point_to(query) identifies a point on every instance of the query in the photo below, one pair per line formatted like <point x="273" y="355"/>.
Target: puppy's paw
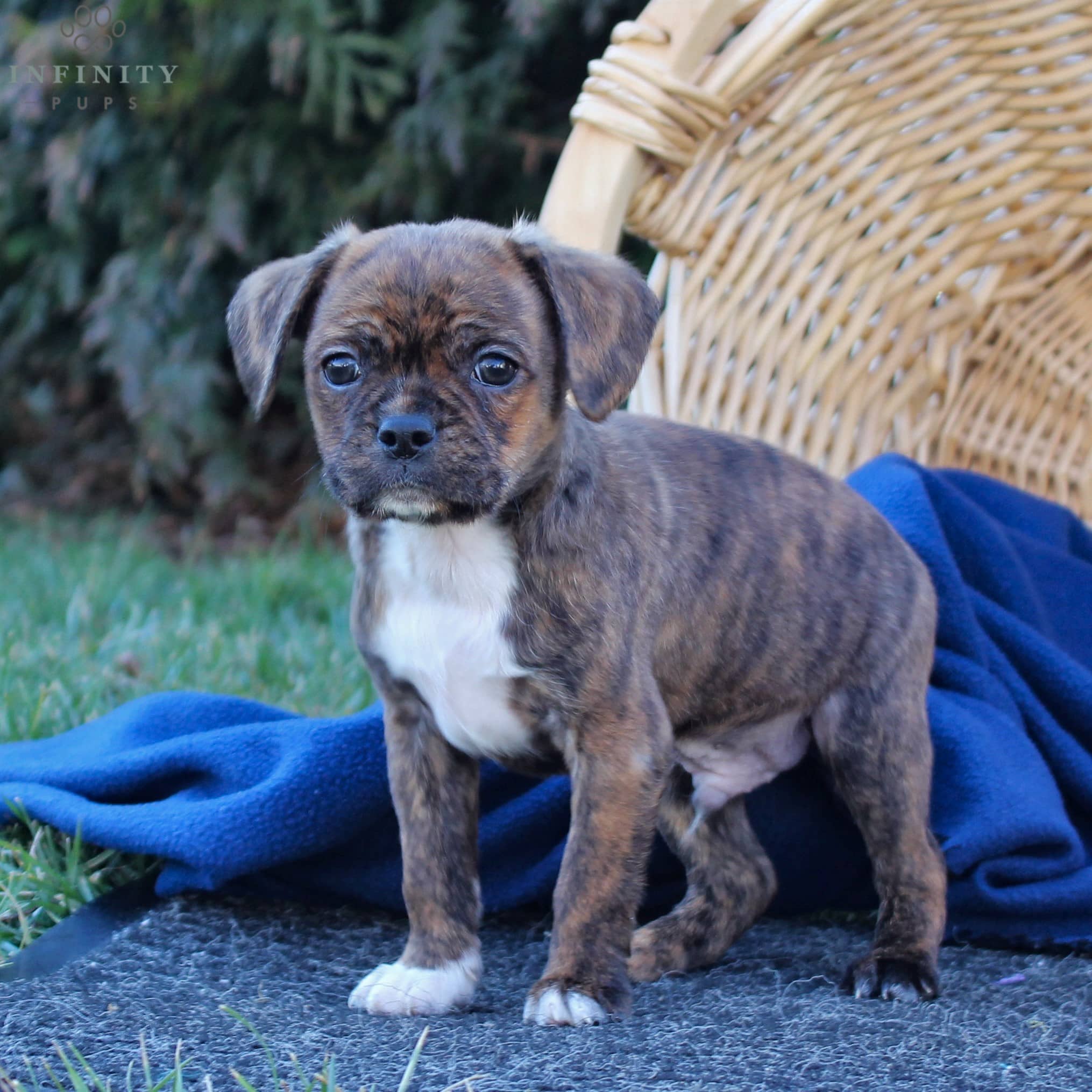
<point x="394" y="990"/>
<point x="563" y="1008"/>
<point x="894" y="978"/>
<point x="565" y="1003"/>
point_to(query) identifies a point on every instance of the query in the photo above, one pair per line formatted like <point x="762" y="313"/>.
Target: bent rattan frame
<point x="871" y="223"/>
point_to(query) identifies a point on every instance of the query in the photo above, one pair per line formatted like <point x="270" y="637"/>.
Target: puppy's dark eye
<point x="495" y="371"/>
<point x="341" y="371"/>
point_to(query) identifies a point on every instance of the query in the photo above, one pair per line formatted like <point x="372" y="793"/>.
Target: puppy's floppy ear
<point x="271" y="305"/>
<point x="606" y="316"/>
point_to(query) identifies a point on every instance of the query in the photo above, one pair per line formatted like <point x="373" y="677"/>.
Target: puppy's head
<point x="437" y="357"/>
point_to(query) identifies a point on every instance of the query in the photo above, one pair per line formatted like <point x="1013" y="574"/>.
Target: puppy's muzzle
<point x="406" y="436"/>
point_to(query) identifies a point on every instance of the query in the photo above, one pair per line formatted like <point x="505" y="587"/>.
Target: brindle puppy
<point x="671" y="615"/>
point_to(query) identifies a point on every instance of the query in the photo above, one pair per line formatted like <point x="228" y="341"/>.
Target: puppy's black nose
<point x="406" y="435"/>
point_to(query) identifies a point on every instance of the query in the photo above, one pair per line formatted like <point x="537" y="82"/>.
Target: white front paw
<point x="556" y="1007"/>
<point x="394" y="990"/>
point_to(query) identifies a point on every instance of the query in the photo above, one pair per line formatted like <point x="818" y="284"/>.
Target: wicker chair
<point x="873" y="223"/>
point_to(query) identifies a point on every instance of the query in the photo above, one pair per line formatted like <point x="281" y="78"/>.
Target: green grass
<point x="94" y="614"/>
<point x="72" y="1073"/>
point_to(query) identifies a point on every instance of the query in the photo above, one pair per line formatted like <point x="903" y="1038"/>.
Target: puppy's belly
<point x="729" y="766"/>
<point x="447" y="592"/>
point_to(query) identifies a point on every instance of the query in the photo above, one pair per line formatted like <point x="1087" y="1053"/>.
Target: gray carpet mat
<point x="768" y="1018"/>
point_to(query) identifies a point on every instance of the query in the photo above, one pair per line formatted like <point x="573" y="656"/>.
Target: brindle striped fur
<point x="673" y="585"/>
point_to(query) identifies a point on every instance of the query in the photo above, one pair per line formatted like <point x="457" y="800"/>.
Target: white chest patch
<point x="744" y="759"/>
<point x="446" y="593"/>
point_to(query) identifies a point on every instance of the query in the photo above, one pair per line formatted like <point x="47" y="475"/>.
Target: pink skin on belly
<point x="742" y="760"/>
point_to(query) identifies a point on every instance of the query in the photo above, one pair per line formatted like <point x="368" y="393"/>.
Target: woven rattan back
<point x="871" y="222"/>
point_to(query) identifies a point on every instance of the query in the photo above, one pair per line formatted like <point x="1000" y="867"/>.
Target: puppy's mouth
<point x="405" y="502"/>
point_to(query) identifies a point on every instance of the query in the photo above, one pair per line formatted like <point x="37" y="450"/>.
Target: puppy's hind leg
<point x="877" y="744"/>
<point x="730" y="884"/>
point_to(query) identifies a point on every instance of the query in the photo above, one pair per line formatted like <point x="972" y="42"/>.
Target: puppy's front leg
<point x="436" y="797"/>
<point x="618" y="770"/>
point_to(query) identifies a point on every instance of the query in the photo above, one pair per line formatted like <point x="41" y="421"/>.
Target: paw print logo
<point x="93" y="31"/>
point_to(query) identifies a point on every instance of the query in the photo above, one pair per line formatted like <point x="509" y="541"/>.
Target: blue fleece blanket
<point x="235" y="793"/>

• [Activity] Give every record back exactly as it reads, with no images.

• [Solution to this problem]
point_to(query) identifies a point on every instance of the query in the photo below, one pair per line formatted like <point x="273" y="355"/>.
Target: puppy's paw
<point x="394" y="990"/>
<point x="563" y="1008"/>
<point x="894" y="978"/>
<point x="565" y="1003"/>
point_to(query) identifies a point on every instance of the query in the photo above, one pair per line formatted like <point x="762" y="313"/>.
Target: bent rattan frame
<point x="871" y="223"/>
point_to(query) identifies a point on every instance of the query in the photo above, one pair per line formatted like <point x="270" y="637"/>.
Target: puppy's dark eye
<point x="495" y="371"/>
<point x="341" y="371"/>
point_to(query) identifies a point on every instance of the query in the photo above, one pair per line formatted like <point x="372" y="793"/>.
Target: puppy's floppy ear
<point x="271" y="305"/>
<point x="606" y="316"/>
point_to(query) identifies a point on every instance of the query in the photo above, one pair per line formatted like <point x="373" y="677"/>.
Target: puppy's head
<point x="437" y="357"/>
point_to(query) identifies a point on every instance of the query in the photo above, one pair per line formatted like <point x="1013" y="574"/>.
Target: puppy's muzzle
<point x="406" y="436"/>
point_to(query) identifies a point on every instance of the query in the photo above, one pair per line formatted like <point x="505" y="587"/>.
Target: brindle puppy
<point x="671" y="615"/>
point_to(query) identifies a point on every instance of the query in the photo above, one pair per line formatted like <point x="228" y="341"/>.
Target: puppy's black nose
<point x="406" y="435"/>
point_to(query) identifies a point on every instance of the query in the photo above, one pair per line formatted like <point x="537" y="82"/>.
Target: white front paw
<point x="556" y="1007"/>
<point x="394" y="990"/>
point_to(query) identifies a point on every instance of the query in the photo above, one pair per line formatted like <point x="818" y="284"/>.
Target: wicker chair
<point x="873" y="223"/>
point_to(query) identifies a point on every instance of the query in the photo above, one pair per line formatted like <point x="281" y="78"/>.
Target: green grass
<point x="94" y="614"/>
<point x="72" y="1073"/>
point_to(query) identifies a point on every instance of the query in the photo above, one pair per line formatted like <point x="903" y="1038"/>.
Target: puppy's belly
<point x="729" y="766"/>
<point x="447" y="592"/>
point_to(query) identifies a point on every instance of the query in the photo above, one pair per line formatted like <point x="1087" y="1053"/>.
Target: gray carpet mat
<point x="768" y="1018"/>
point_to(query) identifies a point on every instance of the query in the photo above, one pair per line formatted like <point x="573" y="656"/>.
Target: brindle striped fur
<point x="673" y="585"/>
point_to(query) identifies a point on every instance of the query in the photo above, one pair per line formatted like <point x="457" y="800"/>.
Target: white chest patch
<point x="744" y="759"/>
<point x="446" y="593"/>
point_to(query) identifies a point on every instance of the query in the photo above, one pair per line formatted like <point x="47" y="475"/>.
Target: pink skin on belly
<point x="742" y="760"/>
point_to(query) identifies a point on every instance of the query in the photo above, one pair per line formatted like <point x="368" y="393"/>.
Target: woven rattan back
<point x="871" y="222"/>
point_to(query) identifies a point on every instance of the query in the photo above, one pair per line formatted like <point x="1000" y="867"/>.
Target: puppy's mouth
<point x="405" y="502"/>
point_to(query) identifies a point on every instance of the query in the photo above, one pair per line formatted like <point x="37" y="450"/>.
Target: puppy's hind leg
<point x="877" y="744"/>
<point x="730" y="884"/>
point_to(query) identifies a point on every instance of the query in the photo above, one pair per line formatted like <point x="972" y="42"/>.
Target: puppy's front leg
<point x="436" y="797"/>
<point x="618" y="770"/>
point_to(query) identifies a point on every instance of the query in the photo above, one pair per line formatted like <point x="41" y="421"/>.
Target: paw print logo
<point x="93" y="31"/>
point_to(query) identifies a point on every instance of the query in the photo above, one pair per line formatted like <point x="509" y="541"/>.
Target: blue fleece blanket
<point x="235" y="793"/>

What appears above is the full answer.